--- Start of PROVIDED DATA ---

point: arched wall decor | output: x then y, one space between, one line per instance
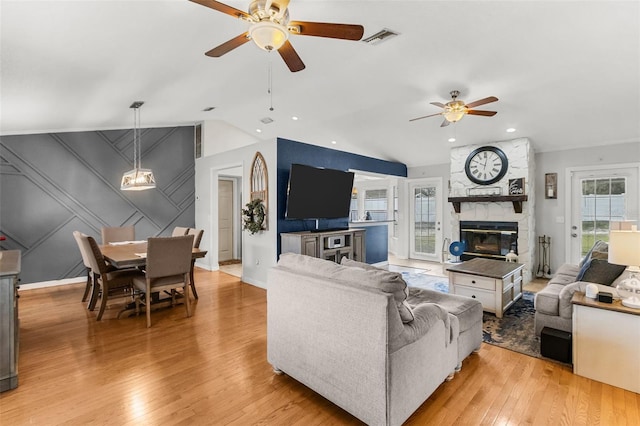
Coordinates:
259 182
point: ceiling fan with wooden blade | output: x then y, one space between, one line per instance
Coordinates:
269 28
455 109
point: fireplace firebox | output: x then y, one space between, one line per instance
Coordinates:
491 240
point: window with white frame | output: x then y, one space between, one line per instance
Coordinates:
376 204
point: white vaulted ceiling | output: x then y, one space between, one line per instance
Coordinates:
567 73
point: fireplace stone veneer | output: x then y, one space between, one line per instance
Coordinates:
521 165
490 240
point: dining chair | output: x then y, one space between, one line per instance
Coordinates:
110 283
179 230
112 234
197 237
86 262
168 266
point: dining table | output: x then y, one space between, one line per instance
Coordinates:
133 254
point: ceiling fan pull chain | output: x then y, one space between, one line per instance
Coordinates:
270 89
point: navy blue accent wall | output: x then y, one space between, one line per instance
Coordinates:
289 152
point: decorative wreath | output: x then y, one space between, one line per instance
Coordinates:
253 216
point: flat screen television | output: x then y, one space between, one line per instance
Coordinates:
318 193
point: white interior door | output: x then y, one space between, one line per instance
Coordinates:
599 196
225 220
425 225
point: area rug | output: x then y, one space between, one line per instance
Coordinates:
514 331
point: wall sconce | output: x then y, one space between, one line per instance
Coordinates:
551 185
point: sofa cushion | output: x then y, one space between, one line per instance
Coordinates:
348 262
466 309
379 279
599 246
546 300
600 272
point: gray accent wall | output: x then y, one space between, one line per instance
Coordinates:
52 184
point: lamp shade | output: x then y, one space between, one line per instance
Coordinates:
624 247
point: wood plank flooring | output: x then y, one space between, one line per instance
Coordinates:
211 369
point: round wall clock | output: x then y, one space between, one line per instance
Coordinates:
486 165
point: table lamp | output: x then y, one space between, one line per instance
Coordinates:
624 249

--- End of PROVIDED DATA ---
--- Start of PROVIDED DATA ---

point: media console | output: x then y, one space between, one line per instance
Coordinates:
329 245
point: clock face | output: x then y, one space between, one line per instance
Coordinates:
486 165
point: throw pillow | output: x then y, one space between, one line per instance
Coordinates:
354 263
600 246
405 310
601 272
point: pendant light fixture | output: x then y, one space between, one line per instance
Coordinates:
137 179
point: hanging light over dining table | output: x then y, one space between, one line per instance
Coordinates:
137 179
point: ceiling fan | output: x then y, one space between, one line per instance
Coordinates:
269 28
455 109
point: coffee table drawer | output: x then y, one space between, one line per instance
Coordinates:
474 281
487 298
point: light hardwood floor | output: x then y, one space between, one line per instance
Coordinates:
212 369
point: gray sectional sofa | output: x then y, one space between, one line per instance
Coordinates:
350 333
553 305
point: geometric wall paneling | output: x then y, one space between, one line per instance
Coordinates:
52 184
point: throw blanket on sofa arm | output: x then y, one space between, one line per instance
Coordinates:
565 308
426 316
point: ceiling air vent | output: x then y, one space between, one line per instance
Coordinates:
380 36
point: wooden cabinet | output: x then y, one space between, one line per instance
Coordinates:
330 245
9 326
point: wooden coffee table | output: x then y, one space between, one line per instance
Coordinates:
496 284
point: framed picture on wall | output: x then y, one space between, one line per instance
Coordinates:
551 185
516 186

--- End of PROVIDED DATA ---
--- Start of PROVIDED DATA ---

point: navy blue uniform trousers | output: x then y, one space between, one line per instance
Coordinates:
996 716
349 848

--- End of PROVIDED DATA ---

> EXERCISE GOAL
Please extract every line of the material above that contains the word "white", and copy each such line in full.

> ANSWER FOR THIS EXERCISE
point: window with white frame | output: x then y, one space between, one line per instance
point: white vaulted ceiling | output: x then y, one space between, one line per instance
point: white interior door | output: x then y, one space between, one line per instance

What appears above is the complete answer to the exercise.